(Extracted data entries)
------------------------------------
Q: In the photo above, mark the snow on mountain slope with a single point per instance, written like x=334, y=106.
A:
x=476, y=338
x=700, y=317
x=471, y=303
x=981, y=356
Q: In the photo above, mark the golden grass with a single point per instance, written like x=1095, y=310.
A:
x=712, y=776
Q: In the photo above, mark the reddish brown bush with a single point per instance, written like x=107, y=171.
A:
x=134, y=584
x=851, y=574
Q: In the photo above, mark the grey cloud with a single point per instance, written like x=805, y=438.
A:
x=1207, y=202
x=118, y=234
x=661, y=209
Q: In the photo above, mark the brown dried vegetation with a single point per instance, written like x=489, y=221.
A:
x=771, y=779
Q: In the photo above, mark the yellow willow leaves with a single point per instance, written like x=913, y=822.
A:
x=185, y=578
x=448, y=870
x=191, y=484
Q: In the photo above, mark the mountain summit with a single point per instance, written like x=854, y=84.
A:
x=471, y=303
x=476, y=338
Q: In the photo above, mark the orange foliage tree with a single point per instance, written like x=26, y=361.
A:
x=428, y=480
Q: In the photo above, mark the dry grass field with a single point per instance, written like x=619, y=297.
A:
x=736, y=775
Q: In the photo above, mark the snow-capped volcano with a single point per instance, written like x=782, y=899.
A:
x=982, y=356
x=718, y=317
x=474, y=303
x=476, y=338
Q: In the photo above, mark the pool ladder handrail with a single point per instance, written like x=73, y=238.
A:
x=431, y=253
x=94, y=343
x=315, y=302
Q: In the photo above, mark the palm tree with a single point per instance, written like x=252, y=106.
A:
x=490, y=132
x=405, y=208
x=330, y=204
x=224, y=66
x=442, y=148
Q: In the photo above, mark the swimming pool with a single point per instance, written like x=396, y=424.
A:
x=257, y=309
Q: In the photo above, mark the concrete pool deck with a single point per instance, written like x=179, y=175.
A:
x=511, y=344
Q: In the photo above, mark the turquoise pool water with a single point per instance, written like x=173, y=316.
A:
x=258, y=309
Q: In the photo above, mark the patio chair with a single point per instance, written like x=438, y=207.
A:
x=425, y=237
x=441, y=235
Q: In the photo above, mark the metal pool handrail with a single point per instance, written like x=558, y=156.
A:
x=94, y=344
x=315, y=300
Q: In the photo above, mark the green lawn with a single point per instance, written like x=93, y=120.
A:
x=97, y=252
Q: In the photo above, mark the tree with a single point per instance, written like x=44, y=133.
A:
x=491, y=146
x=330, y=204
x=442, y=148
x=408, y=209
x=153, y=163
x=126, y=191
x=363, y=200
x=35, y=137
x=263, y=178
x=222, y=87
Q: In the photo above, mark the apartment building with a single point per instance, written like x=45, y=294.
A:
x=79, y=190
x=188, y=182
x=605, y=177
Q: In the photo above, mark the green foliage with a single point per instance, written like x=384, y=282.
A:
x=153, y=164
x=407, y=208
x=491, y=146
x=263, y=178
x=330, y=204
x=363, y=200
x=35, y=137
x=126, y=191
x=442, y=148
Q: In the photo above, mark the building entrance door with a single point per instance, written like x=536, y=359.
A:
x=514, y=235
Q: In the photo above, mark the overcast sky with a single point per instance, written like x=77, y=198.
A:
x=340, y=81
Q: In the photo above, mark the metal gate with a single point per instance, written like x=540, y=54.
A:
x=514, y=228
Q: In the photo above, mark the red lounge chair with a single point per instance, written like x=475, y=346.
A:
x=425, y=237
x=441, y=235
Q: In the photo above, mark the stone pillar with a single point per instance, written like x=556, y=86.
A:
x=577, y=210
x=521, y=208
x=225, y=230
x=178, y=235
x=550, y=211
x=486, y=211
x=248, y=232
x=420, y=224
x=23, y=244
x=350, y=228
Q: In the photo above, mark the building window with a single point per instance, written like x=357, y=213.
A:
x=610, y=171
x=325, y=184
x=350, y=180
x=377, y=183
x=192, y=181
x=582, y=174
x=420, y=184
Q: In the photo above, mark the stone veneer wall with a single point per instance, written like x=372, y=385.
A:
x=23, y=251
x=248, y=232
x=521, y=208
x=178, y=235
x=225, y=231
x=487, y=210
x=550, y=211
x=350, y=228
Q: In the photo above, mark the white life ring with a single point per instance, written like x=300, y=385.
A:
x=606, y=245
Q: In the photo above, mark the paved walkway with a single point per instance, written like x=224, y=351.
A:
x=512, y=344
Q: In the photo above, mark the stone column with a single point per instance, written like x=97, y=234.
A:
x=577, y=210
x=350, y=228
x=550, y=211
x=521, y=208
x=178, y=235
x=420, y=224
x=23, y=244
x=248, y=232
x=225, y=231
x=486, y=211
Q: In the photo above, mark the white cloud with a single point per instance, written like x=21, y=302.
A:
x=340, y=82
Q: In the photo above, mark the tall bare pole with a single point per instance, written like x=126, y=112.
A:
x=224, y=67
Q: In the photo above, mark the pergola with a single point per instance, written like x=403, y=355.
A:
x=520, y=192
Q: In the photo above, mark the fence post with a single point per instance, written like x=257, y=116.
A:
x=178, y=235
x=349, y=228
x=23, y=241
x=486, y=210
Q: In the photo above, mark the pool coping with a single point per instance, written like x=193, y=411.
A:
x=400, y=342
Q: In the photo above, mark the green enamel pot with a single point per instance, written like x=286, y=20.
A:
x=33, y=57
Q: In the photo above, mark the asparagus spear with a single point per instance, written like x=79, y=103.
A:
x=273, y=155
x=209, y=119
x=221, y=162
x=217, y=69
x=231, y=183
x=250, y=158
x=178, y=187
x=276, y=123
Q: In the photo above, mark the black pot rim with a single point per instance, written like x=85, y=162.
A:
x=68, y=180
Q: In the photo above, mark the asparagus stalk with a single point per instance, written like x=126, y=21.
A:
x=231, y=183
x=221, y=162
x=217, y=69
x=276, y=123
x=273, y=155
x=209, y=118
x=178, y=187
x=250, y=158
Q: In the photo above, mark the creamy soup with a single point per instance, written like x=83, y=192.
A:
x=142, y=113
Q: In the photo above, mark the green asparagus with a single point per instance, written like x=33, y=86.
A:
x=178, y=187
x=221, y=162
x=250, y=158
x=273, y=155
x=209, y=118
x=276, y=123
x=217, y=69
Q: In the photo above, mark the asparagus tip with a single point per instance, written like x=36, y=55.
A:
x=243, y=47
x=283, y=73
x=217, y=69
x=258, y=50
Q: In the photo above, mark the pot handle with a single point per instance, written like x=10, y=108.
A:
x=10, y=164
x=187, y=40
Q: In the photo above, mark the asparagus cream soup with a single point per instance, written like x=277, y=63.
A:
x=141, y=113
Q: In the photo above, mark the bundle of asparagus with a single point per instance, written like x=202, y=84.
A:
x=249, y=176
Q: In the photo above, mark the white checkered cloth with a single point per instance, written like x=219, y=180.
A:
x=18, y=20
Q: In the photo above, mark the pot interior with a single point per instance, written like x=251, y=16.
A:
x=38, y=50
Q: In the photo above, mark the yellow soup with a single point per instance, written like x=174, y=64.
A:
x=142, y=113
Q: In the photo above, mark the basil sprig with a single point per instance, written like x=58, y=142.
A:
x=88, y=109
------------------------------------
- _AIM OF THE EXERCISE_
Quote all the records exactly, please, leaving none out.

- _RESULT_
Q: In the photo above, mark the snow on mountain slope with a single point per instance, written like x=334, y=106.
A:
x=476, y=338
x=700, y=317
x=471, y=303
x=981, y=356
Q: In the photo above, mark the golden grass with a single point per instance, written like x=1095, y=310.
A:
x=712, y=776
Q: In the photo above, mark the reddish brown bush with a single point per instance, written like x=107, y=171.
A:
x=134, y=584
x=851, y=574
Q: In the photo above, mark the grey cloud with a single point per instance, written like x=805, y=438.
A:
x=1207, y=202
x=118, y=234
x=661, y=209
Q: In the photo above, mark the brown dried vegetation with a single point per instance, written like x=489, y=221.
A:
x=771, y=779
Q: In the photo above, mark the yellow willow leaves with a single point per instance, written like x=913, y=822.
A:
x=185, y=578
x=448, y=870
x=191, y=484
Q: In the photo above, mark the mountain summit with a single point per instance, written like x=854, y=84.
A:
x=471, y=303
x=476, y=338
Q: In the photo above, mark the orange foliage tree with a single point per instance, written like x=26, y=361.
A:
x=428, y=480
Q: In the photo above, mark the dry grass field with a single point per instance, written like x=619, y=297.
A:
x=736, y=775
Q: In the photo above, mark the snow-capped volcano with a single point per instance, written like x=782, y=899.
A:
x=982, y=356
x=718, y=317
x=474, y=303
x=476, y=338
Q: In the photo above, mark the pool ladder handrail with a single point per instance, written like x=73, y=238.
A:
x=431, y=253
x=94, y=343
x=315, y=302
Q: In the photo above, mark the palm tree with a single point per instance, written like x=252, y=106.
A:
x=490, y=132
x=405, y=208
x=330, y=204
x=224, y=66
x=442, y=148
Q: In the photo above, mark the swimming pool with a single point per instance, written like x=396, y=424.
A:
x=257, y=309
Q: In the photo above, mark the concrete pool deck with a single point per instance, written like x=179, y=175.
A:
x=511, y=344
Q: In the photo above, mark the turquoise pool water with a single point per instance, written like x=173, y=316.
A:
x=258, y=309
Q: In the photo above, mark the patio chair with a single point per instance, written like x=438, y=207.
A:
x=425, y=237
x=441, y=235
Q: In the photo above, mark the metal pool handrail with a single point per instance, written like x=558, y=156.
A:
x=94, y=344
x=315, y=300
Q: In the photo above, mark the green lawn with a single point per instance, written like x=93, y=120.
A:
x=97, y=252
Q: In the photo above, mark the tree with a single point per instance, written like x=44, y=133.
A:
x=491, y=146
x=330, y=204
x=442, y=148
x=408, y=209
x=153, y=163
x=126, y=191
x=363, y=200
x=35, y=137
x=263, y=178
x=222, y=87
Q: In the photo above, mark the apartment building with a single point per instance, written like x=45, y=294.
A:
x=79, y=190
x=188, y=182
x=605, y=177
Q: In the photo above, mark the green foliage with a single point per instance, written like x=384, y=282.
A:
x=153, y=164
x=407, y=208
x=491, y=146
x=263, y=178
x=330, y=204
x=363, y=200
x=35, y=137
x=126, y=191
x=442, y=148
Q: In the photo above, mark the building entrance door with a single point per instance, written like x=536, y=359.
A:
x=514, y=235
Q: In the photo above, mark the overcast sky with a single point per instance, written like x=77, y=198.
A:
x=340, y=81
Q: In the photo above, mark the metal gate with a single point per instance, written like x=540, y=54.
A:
x=514, y=228
Q: In the photo above, mark the red lounge chair with a single point per instance, written like x=475, y=346.
A:
x=425, y=237
x=441, y=235
Q: In the photo above, mark the stone pillar with a single point per instance, written like x=556, y=86.
A:
x=577, y=210
x=521, y=208
x=225, y=230
x=178, y=235
x=550, y=211
x=486, y=211
x=248, y=232
x=420, y=224
x=23, y=244
x=350, y=228
Q: In the photo above, mark the building window with a single point per instance, written like x=357, y=213.
A:
x=610, y=171
x=325, y=184
x=350, y=180
x=377, y=183
x=192, y=181
x=582, y=174
x=420, y=184
Q: In the photo above, mark the stone veneer wall with a single point per instance, written like x=372, y=385.
A:
x=23, y=251
x=248, y=232
x=521, y=208
x=178, y=235
x=225, y=231
x=487, y=210
x=550, y=211
x=350, y=228
Q: In the photo above, mark the white life ring with a single point per instance, written like x=300, y=385.
A:
x=606, y=245
Q: In the photo above, mark the paved walkway with a single point per instance, written like x=224, y=351.
A:
x=512, y=344
Q: In the photo above, mark the stone column with a single point per instance, written like x=97, y=234.
A:
x=577, y=210
x=350, y=228
x=550, y=211
x=521, y=208
x=178, y=235
x=420, y=224
x=23, y=244
x=248, y=232
x=225, y=231
x=486, y=211
Q: In the photo above, mark the white cloud with a single point per instance, written like x=21, y=302.
A:
x=340, y=82
Q: In the photo above, mark the tall bare pole with a single point per instance, written like x=126, y=112.
A:
x=224, y=67
Q: In the photo above, mark the pergola with a single point per instance, written like x=403, y=355.
A:
x=520, y=192
Q: In the photo above, mark the fence post with a single point per instance, written like x=257, y=116.
A:
x=178, y=235
x=349, y=228
x=23, y=241
x=486, y=210
Q: In the photo above, mark the pool coping with a single point per instance, written like x=193, y=411.
A:
x=400, y=342
Q: In the photo above, mark the green enamel pot with a single point per instance, written like x=286, y=20.
A:
x=33, y=57
Q: In the photo above, mark the asparagus spear with a single point per instance, written like x=79, y=103.
A:
x=273, y=155
x=209, y=119
x=221, y=162
x=217, y=69
x=231, y=183
x=250, y=158
x=178, y=187
x=276, y=123
Q: In the photo above, mark the black pot rim with a single point per instance, written like x=85, y=162.
A:
x=68, y=180
Q: In the photo above, mark the asparagus stalk with a single point per instance, written like x=126, y=21.
A:
x=231, y=183
x=221, y=162
x=217, y=69
x=276, y=123
x=273, y=155
x=209, y=118
x=178, y=187
x=250, y=158
Q: In the photo above, mark the creamy soup with a single point per instance, written like x=83, y=192.
A:
x=142, y=113
Q: In the photo above, mark the green asparagus with a single point per instance, written like x=33, y=86.
A:
x=178, y=187
x=221, y=162
x=250, y=158
x=273, y=155
x=209, y=118
x=276, y=123
x=217, y=69
Q: In the photo above, mark the asparagus tip with a single point per instance, written like x=36, y=55.
A:
x=243, y=47
x=283, y=73
x=217, y=69
x=258, y=50
Q: In the photo above, mark the pot handle with a single point per instance, written like x=10, y=108.
A:
x=10, y=164
x=187, y=40
Q: In the photo above, mark the asparagus cream soup with a single point per instance, written like x=277, y=63.
A:
x=141, y=113
Q: In the photo above, mark the bundle of asparagus with a single point per instance, written like x=202, y=84.
A:
x=249, y=176
Q: In the photo above, mark the white checkered cloth with a single point per instance, written like x=219, y=180.
A:
x=18, y=20
Q: In the photo above, mark the pot interior with a single point per instance, written like x=251, y=16.
A:
x=38, y=50
Q: In the photo above, mark the yellow soup with a single point per instance, written like x=174, y=64.
A:
x=142, y=113
Q: In the photo above, mark the basil sprig with a single point per instance, written like x=58, y=142.
A:
x=88, y=109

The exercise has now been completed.